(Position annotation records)
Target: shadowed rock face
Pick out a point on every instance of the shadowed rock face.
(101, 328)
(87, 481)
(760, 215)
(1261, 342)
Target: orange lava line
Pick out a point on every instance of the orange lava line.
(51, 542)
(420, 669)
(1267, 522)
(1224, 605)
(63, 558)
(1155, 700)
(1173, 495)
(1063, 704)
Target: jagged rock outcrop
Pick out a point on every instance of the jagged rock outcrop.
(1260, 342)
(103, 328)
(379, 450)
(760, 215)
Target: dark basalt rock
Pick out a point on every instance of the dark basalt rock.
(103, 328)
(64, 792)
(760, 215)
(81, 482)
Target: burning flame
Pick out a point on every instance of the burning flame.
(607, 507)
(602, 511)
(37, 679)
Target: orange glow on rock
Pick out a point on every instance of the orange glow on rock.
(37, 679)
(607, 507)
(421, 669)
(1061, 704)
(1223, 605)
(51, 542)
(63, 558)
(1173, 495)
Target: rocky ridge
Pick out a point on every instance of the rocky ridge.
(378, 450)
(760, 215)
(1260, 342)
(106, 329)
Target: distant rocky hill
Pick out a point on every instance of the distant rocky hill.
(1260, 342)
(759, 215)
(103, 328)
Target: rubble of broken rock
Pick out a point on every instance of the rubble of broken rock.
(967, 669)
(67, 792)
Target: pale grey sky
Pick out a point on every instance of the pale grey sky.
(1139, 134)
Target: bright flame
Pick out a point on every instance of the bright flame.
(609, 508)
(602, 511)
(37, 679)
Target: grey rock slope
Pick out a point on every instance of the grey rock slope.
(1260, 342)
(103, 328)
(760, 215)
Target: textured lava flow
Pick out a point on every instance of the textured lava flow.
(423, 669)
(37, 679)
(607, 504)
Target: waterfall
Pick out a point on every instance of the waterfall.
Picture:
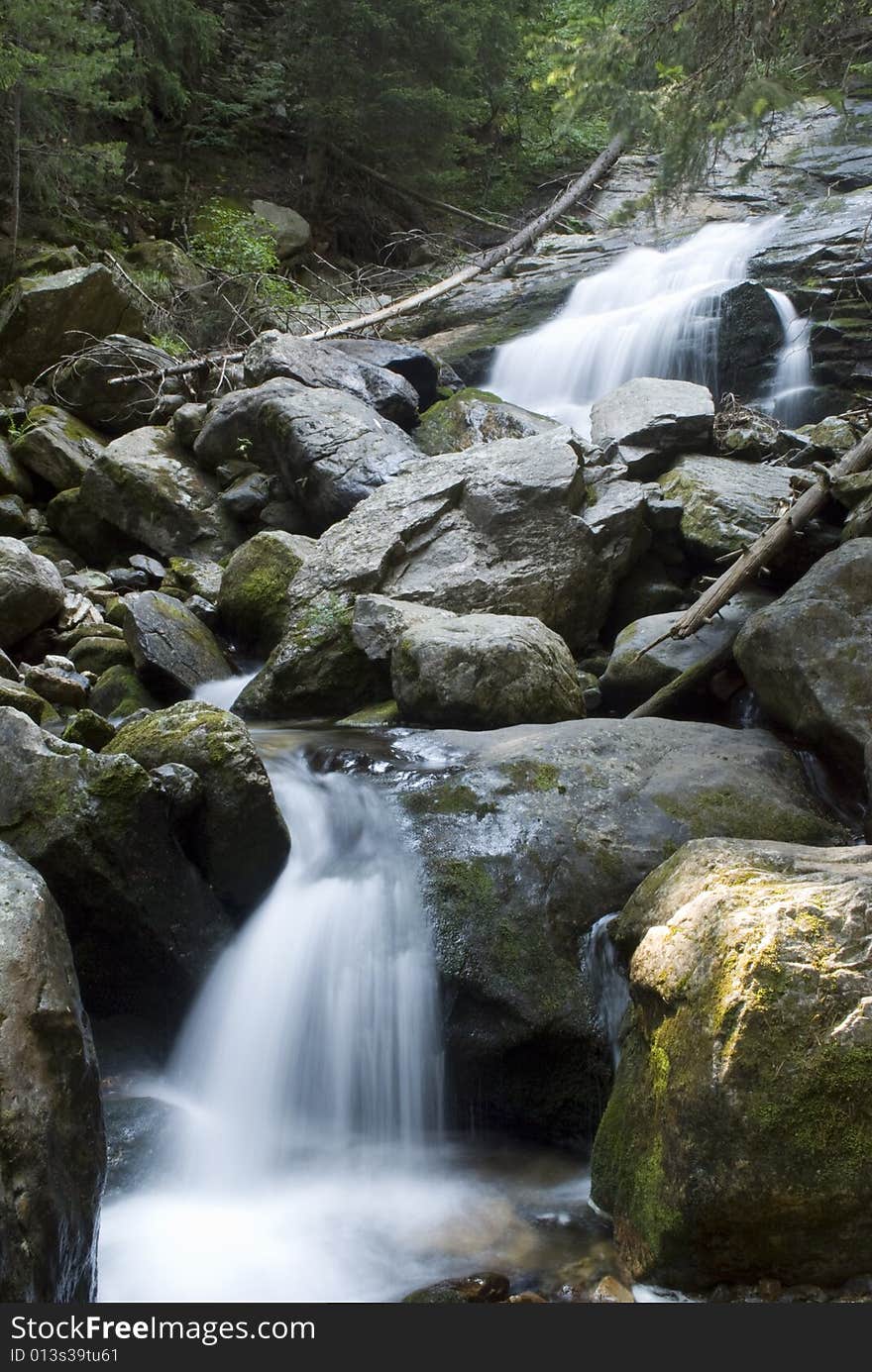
(608, 983)
(652, 313)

**EXERCISE PROMPT:** Reproduce every line of the material precisely, omitting its pictures.

**COMPLETE OUTPUT:**
Target: shadowed rock face
Pick out a point on every instance of the shadowed rock face.
(101, 328)
(87, 481)
(760, 215)
(1261, 342)
Target: orange lava line
Pick out a point on every instance of the orange lava line.
(51, 542)
(420, 669)
(1267, 522)
(1224, 605)
(63, 558)
(1155, 700)
(1173, 495)
(1063, 704)
Target: jagged rock outcrop
Pick out a point on every instance of the jagged rock outcrop.
(1260, 342)
(103, 328)
(379, 450)
(760, 215)
Target: dark basalt rock
Pick out a point on every instance of the dark basalt rock.
(103, 328)
(64, 792)
(760, 215)
(81, 482)
Target: burning flame
Pick out a point on every instance of the burning flame.
(607, 507)
(602, 511)
(37, 679)
Target: orange glow on rock
Pick out a point on every instance of the orange glow on rock.
(37, 679)
(607, 507)
(421, 669)
(1061, 704)
(1223, 605)
(51, 542)
(63, 558)
(1173, 495)
Target: rocky ridge
Pick out a point on every instance of the rocky ridge.
(378, 450)
(760, 215)
(1260, 342)
(106, 329)
Target: distant rocky hill
Pick out a point on every instance of the distant rocky hill.
(1260, 342)
(759, 215)
(103, 328)
Target: rubble of broken rock
Pick out a point on every instance of the rubble of broken rock.
(967, 669)
(67, 792)
Target: pale grey sky
Pick out a point on every instance of the pale grey sky.
(1139, 134)
Target: bright flame
Pick out a point on every instance of the bright flame.
(609, 508)
(602, 511)
(37, 679)
Target: grey rock slope
Pick out a point on every instance of the grey rock slope.
(1260, 342)
(103, 328)
(760, 215)
Target: textured lava flow
Pick out a point on every instance of the textured lava flow.
(423, 669)
(37, 679)
(607, 504)
Target: waterfall
Pick out a point on every instance of the waterfall.
Picture:
(608, 983)
(652, 313)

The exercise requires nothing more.